**Exercise:**
Copy the lines of the data below word for word, from the line with "Spot the whale's pectoral" to the line with "[[51, 189]]", including both of those lines.

[Dataset rows]
================
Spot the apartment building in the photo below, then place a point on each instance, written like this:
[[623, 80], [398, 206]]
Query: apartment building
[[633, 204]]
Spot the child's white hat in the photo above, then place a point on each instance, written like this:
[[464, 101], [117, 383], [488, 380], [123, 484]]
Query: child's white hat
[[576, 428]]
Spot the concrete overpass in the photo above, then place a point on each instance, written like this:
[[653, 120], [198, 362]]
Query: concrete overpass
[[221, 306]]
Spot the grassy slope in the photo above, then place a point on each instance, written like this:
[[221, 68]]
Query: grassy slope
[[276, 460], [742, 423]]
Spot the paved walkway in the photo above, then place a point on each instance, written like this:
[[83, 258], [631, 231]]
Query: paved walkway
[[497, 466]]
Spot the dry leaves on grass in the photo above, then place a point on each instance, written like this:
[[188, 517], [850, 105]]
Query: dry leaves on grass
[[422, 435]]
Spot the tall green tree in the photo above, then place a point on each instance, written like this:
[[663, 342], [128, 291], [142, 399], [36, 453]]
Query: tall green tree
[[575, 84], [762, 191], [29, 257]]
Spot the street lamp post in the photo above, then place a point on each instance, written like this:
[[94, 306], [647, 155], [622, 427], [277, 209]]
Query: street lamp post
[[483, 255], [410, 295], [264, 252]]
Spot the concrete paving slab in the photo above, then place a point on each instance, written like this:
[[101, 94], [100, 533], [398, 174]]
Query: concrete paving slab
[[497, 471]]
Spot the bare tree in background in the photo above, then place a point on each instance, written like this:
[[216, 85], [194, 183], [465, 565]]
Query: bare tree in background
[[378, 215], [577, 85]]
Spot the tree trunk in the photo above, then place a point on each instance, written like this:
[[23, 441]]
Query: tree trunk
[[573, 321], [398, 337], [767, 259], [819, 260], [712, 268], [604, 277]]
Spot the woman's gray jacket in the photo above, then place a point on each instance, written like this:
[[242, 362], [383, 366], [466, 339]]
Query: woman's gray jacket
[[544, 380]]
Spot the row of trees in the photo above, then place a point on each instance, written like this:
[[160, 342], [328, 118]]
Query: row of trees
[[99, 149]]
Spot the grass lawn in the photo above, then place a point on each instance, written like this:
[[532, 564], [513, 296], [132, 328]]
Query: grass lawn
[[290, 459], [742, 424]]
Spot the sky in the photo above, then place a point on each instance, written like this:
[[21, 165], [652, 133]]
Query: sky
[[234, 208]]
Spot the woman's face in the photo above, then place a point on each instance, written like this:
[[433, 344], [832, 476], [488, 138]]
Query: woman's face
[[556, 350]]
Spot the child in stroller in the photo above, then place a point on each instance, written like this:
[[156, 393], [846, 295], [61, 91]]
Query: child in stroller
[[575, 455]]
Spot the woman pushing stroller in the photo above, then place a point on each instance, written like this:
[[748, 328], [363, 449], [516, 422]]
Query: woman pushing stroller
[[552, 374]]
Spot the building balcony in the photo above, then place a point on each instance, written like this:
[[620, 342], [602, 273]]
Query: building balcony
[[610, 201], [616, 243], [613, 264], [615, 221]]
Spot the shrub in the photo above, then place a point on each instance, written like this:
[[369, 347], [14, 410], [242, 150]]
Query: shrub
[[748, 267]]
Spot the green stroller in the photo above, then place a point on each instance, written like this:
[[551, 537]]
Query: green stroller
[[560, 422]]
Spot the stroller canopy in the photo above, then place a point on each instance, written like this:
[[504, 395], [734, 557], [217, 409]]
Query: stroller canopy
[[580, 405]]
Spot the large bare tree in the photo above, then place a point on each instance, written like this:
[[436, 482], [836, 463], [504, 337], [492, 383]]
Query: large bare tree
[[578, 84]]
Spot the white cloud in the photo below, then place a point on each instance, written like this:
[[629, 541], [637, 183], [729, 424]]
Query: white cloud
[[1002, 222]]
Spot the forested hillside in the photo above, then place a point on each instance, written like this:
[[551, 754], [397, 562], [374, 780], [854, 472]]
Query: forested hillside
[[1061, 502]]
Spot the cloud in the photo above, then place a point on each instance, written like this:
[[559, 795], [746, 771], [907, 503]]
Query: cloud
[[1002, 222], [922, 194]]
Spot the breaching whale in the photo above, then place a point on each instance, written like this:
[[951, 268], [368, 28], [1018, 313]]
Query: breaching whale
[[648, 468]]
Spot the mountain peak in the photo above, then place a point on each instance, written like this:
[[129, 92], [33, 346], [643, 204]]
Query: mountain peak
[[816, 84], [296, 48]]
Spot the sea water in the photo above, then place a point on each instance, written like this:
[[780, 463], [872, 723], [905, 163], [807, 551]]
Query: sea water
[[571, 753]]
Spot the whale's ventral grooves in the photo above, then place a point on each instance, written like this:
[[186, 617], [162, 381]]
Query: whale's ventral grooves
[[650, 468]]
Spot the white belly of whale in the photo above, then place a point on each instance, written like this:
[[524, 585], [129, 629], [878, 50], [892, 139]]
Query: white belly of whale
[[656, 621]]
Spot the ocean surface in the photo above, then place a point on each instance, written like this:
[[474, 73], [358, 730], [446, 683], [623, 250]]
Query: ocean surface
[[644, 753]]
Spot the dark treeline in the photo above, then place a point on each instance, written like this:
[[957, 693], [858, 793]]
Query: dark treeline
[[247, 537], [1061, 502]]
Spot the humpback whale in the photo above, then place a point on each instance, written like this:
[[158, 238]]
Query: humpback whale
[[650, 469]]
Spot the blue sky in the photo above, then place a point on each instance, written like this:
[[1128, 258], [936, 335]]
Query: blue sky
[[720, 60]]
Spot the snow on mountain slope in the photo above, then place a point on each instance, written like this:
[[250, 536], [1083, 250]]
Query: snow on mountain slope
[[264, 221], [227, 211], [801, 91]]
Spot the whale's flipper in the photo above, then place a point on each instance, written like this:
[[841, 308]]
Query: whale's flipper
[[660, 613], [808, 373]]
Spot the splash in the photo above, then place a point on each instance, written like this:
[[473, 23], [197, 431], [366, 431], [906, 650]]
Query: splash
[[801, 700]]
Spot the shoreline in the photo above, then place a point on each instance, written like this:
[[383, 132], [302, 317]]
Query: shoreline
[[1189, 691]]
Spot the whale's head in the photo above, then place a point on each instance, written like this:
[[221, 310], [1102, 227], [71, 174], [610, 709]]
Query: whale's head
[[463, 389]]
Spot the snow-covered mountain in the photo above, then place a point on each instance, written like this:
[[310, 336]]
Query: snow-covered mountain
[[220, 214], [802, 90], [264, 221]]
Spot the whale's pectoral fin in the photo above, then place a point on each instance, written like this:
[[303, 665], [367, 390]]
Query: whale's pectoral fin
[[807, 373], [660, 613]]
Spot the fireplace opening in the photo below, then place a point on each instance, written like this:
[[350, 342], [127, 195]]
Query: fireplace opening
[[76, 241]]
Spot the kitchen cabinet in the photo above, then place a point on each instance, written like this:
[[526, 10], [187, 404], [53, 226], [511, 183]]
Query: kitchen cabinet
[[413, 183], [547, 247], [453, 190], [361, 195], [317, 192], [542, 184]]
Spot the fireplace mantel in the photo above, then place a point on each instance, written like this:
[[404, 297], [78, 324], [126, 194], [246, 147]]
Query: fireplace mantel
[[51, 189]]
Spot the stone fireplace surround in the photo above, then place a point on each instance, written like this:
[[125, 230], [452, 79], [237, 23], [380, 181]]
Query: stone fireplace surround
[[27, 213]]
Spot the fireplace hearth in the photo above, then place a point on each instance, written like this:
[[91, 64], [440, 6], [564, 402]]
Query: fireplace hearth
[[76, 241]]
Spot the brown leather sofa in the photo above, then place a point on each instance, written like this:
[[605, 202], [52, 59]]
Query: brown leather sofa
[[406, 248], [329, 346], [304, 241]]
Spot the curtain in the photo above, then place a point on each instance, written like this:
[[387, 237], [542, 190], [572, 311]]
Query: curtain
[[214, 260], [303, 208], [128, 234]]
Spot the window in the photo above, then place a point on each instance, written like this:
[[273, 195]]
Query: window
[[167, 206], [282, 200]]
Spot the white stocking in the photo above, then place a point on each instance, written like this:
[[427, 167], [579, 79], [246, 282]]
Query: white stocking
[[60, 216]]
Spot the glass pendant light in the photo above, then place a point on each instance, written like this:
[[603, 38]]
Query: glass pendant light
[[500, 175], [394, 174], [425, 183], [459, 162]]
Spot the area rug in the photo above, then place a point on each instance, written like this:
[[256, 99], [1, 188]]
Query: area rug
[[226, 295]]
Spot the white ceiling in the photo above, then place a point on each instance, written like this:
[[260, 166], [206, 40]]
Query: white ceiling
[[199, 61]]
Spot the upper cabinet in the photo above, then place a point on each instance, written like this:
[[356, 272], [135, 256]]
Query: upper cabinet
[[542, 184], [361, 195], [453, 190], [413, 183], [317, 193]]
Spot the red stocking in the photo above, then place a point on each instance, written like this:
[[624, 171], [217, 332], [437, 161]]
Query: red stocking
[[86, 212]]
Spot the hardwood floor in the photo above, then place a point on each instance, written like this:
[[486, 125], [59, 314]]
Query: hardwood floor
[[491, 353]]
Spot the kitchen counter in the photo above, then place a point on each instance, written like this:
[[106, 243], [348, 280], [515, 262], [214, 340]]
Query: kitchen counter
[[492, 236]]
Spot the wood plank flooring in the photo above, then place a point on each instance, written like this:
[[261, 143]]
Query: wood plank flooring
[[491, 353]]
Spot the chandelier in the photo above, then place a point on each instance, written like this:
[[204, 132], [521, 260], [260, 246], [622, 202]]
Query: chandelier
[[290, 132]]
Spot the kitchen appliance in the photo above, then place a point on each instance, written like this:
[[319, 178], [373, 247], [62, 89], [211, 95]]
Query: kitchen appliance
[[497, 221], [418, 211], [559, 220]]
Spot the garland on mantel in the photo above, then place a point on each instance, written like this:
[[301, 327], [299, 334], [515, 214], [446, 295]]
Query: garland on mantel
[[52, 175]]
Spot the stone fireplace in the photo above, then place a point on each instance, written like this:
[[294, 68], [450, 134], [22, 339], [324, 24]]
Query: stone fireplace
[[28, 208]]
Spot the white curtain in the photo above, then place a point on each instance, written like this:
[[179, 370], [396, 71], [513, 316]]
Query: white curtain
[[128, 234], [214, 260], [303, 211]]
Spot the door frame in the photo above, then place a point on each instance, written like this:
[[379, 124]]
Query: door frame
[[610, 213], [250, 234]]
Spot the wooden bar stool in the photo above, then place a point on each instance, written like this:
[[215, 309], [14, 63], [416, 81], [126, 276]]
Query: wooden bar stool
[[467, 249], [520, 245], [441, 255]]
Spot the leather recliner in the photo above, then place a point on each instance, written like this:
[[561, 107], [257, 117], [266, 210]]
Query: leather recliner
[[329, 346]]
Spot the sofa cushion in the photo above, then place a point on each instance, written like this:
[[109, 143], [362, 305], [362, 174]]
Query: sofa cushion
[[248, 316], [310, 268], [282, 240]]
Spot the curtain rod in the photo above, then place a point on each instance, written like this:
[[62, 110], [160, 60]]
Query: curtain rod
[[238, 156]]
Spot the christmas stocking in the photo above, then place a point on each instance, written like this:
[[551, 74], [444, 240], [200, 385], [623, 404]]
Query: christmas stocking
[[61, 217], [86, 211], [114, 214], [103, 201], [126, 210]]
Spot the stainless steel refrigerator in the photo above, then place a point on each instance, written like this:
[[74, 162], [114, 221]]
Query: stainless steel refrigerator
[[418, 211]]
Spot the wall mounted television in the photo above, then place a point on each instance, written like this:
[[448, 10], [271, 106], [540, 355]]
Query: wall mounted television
================
**Output of the task:**
Spot the whale's pectoral fin in the photo above, then place a point on each instance, written like this:
[[303, 665], [367, 390]]
Query: whale's pectoral fin
[[807, 373], [660, 613]]
Spot the fireplace opening in the photo below, then place a point on each instance, written like this:
[[350, 342], [127, 195]]
Query: fireplace opening
[[76, 241]]
Spot the kitchen cabinet in the photo above, then place a point on each instance, written like this:
[[526, 10], [187, 404], [53, 226], [511, 183]]
Query: kitchen cabinet
[[413, 183], [547, 247], [453, 190], [361, 195], [317, 192], [542, 184]]
Spot the fireplace mantel in the photo above, then place a point on each instance, written like this:
[[404, 297], [78, 324], [126, 194], [246, 147]]
Query: fireplace mantel
[[51, 189]]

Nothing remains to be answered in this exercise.